__ENTRIES SUPPLIED__
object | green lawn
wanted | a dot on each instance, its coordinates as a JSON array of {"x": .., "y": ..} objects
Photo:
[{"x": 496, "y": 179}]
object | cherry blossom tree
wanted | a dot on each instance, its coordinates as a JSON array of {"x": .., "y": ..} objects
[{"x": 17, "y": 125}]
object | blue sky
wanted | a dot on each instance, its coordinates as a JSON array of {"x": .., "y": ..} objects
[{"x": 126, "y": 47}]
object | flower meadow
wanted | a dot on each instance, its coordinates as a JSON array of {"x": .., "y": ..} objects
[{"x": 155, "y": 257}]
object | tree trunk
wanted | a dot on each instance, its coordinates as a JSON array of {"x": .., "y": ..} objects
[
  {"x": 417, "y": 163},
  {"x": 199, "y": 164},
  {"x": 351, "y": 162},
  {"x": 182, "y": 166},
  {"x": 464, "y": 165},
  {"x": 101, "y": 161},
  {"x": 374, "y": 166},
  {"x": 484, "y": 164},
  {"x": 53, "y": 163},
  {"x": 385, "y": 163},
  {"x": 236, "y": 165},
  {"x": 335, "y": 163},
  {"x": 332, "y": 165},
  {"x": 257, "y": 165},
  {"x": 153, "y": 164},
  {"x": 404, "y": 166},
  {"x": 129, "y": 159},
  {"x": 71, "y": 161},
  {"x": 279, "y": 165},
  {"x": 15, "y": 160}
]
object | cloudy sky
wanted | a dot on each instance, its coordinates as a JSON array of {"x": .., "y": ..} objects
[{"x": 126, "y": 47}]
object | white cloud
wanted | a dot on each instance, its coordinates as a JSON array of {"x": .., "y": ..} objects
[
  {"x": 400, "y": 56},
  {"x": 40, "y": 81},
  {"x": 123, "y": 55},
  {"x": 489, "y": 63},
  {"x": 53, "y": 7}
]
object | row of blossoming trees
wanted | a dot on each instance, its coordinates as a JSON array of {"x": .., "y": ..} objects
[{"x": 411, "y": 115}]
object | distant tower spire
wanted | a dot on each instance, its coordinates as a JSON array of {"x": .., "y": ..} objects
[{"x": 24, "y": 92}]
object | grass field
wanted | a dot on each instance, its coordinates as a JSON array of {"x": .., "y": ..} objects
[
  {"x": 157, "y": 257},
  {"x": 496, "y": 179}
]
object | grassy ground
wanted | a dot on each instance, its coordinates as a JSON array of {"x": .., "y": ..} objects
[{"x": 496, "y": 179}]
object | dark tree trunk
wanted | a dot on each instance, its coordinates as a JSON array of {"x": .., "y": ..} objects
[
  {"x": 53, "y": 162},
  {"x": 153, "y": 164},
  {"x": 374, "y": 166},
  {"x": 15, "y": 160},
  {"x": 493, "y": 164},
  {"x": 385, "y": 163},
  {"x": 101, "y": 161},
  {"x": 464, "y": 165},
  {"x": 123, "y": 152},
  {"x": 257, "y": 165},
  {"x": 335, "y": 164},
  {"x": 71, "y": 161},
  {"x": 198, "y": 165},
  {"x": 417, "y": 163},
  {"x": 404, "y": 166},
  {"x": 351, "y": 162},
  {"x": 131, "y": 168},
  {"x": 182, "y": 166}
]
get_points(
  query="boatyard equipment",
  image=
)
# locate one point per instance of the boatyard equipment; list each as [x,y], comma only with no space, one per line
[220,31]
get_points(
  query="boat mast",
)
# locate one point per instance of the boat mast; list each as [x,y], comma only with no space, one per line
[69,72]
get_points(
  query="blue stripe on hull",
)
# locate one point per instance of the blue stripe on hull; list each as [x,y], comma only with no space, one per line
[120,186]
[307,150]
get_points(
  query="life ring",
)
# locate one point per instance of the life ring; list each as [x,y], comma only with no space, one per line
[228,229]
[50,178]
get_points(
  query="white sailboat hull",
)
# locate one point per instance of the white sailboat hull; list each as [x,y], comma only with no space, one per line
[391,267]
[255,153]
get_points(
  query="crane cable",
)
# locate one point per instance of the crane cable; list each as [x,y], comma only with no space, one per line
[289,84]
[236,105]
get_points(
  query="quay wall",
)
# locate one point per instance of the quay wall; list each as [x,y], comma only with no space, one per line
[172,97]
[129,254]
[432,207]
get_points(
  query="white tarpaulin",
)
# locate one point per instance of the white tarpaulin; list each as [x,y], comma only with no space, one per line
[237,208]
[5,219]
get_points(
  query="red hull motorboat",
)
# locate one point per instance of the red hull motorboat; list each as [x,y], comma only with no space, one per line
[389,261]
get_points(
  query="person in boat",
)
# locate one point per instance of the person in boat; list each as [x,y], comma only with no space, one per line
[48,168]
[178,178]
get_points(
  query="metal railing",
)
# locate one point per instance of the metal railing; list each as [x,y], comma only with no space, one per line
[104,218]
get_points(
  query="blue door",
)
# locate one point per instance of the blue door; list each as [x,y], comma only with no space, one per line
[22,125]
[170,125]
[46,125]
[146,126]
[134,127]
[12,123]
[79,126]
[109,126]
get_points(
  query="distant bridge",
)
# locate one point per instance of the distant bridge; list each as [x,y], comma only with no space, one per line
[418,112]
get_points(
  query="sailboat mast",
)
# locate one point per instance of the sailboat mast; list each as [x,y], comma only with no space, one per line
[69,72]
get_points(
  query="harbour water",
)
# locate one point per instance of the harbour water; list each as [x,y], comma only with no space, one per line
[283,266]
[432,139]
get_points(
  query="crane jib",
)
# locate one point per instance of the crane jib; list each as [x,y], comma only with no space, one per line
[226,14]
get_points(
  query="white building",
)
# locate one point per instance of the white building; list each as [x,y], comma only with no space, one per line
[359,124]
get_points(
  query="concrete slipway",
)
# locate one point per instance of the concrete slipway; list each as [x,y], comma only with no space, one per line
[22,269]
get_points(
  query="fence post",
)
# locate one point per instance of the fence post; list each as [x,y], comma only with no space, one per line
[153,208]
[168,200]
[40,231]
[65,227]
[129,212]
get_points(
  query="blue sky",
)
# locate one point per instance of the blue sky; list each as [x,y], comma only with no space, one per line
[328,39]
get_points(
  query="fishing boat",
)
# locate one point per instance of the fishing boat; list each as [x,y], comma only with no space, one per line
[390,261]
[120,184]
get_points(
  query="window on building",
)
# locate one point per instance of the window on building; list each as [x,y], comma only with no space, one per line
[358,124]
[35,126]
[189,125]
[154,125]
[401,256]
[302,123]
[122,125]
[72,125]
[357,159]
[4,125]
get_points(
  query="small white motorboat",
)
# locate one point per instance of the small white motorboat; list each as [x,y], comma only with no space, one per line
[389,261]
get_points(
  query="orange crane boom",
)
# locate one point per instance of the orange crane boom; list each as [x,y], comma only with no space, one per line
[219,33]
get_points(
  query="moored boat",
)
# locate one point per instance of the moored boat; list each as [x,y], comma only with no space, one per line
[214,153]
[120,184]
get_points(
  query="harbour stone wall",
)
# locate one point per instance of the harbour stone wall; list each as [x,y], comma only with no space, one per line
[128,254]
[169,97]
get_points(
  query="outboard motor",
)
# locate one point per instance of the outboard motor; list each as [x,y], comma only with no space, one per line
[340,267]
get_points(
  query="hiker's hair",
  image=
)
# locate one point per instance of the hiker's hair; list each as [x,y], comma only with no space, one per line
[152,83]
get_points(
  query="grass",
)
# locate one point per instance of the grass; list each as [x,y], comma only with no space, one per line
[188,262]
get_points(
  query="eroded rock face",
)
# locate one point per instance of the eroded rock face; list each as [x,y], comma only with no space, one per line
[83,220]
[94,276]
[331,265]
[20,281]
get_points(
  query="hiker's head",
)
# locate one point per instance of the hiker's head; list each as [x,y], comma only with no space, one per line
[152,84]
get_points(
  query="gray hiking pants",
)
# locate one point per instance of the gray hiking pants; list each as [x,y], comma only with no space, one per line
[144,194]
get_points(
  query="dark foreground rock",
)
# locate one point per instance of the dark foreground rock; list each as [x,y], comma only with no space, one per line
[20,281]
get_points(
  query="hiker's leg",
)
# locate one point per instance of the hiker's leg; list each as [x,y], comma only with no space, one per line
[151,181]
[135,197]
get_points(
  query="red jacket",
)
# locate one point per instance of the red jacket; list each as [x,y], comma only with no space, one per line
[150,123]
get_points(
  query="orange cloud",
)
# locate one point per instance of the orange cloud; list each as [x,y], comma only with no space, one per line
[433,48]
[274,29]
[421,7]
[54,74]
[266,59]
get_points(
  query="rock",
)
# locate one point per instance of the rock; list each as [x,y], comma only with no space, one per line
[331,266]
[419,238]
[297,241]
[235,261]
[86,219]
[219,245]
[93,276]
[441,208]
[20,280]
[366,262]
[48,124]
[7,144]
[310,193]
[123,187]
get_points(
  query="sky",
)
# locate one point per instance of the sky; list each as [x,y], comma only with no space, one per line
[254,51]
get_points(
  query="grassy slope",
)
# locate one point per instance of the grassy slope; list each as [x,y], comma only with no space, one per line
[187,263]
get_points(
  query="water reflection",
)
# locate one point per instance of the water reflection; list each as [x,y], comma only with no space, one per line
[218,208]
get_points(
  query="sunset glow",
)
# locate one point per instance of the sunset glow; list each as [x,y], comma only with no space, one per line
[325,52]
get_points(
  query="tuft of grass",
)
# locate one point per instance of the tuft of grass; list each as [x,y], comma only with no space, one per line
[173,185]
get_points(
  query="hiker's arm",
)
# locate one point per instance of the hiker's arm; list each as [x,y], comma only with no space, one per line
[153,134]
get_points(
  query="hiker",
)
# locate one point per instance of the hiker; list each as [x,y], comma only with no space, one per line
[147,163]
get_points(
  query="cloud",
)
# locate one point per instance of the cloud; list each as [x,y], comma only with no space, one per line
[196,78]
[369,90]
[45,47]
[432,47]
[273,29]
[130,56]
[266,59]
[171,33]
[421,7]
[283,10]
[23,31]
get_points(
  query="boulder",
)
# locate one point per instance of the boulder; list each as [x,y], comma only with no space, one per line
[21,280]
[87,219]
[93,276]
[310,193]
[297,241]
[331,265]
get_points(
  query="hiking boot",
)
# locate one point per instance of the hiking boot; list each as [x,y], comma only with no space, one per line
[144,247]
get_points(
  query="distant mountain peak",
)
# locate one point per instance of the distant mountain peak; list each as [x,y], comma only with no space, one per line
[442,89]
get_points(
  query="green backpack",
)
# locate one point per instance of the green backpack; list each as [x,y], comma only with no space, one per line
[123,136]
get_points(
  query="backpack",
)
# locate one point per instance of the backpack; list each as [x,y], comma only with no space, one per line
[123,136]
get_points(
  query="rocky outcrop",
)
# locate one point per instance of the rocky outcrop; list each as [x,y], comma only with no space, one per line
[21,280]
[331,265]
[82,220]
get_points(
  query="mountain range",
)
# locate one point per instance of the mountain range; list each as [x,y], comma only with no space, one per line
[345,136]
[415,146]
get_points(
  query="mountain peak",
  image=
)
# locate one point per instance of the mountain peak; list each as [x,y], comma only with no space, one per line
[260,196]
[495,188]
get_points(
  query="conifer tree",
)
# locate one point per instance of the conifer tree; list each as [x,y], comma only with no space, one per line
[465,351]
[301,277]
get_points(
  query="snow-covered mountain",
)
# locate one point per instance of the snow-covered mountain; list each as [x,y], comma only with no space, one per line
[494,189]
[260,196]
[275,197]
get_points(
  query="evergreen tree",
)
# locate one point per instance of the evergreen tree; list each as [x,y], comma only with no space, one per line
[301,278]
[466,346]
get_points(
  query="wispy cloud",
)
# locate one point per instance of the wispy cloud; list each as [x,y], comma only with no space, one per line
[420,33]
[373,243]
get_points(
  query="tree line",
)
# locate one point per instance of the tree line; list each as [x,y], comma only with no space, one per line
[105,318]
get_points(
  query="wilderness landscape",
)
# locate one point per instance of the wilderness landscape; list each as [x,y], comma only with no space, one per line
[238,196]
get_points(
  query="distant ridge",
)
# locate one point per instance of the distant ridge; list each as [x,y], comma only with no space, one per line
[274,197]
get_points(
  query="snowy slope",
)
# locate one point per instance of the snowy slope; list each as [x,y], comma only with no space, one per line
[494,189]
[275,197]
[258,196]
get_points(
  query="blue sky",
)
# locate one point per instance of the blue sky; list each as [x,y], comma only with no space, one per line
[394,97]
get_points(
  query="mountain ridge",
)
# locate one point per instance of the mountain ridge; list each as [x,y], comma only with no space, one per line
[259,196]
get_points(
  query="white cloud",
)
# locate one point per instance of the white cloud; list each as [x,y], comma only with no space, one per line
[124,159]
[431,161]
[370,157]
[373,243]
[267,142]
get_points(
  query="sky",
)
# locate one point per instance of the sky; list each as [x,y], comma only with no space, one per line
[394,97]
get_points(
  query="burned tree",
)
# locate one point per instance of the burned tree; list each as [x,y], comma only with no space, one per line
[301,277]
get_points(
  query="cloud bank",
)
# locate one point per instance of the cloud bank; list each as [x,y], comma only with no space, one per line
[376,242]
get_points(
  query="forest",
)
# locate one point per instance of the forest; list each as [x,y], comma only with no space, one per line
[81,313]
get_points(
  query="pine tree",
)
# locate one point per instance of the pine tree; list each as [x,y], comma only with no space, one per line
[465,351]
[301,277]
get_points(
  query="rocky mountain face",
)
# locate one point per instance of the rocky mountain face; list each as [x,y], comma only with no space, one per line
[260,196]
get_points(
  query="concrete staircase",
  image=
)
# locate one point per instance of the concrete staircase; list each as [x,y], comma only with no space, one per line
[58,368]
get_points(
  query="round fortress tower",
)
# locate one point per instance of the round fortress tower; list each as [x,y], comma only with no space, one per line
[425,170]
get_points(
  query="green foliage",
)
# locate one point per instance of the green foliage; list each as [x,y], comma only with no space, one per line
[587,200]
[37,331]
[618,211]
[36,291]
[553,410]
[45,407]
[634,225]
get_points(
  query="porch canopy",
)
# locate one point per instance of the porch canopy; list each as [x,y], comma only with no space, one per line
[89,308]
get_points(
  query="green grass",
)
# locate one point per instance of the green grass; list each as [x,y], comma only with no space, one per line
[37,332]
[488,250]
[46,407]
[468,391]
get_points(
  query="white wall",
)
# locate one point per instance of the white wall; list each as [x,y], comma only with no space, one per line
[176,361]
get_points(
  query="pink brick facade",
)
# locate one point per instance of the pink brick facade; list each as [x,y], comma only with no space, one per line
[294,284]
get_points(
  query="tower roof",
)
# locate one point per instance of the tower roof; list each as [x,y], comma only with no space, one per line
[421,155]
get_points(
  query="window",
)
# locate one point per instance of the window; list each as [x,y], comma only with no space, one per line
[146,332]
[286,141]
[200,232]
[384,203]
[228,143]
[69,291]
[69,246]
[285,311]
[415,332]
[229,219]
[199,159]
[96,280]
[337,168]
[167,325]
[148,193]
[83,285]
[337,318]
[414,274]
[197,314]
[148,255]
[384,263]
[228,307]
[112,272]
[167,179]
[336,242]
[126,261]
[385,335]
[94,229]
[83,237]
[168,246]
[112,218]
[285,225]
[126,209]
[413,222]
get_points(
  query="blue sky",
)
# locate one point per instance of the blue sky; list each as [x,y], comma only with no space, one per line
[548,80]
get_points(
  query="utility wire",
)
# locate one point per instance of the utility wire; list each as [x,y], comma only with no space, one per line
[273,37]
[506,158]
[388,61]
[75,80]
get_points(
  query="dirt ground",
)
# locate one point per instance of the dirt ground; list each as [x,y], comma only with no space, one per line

__TASK TO COMPLETE__
The answer should be the first line of the material and every line after it through the line containing "object | blue sky", exactly as written, and nothing else.

__SOLUTION FOR THIS PROBLEM__
object | green lawn
wanted | a dot on each instance, its coordinates as a JSON array of {"x": .., "y": ..} objects
Photo:
[{"x": 496, "y": 179}]
object | cherry blossom tree
wanted | a dot on each instance, its coordinates as a JSON array of {"x": .., "y": ..} objects
[{"x": 17, "y": 125}]
object | blue sky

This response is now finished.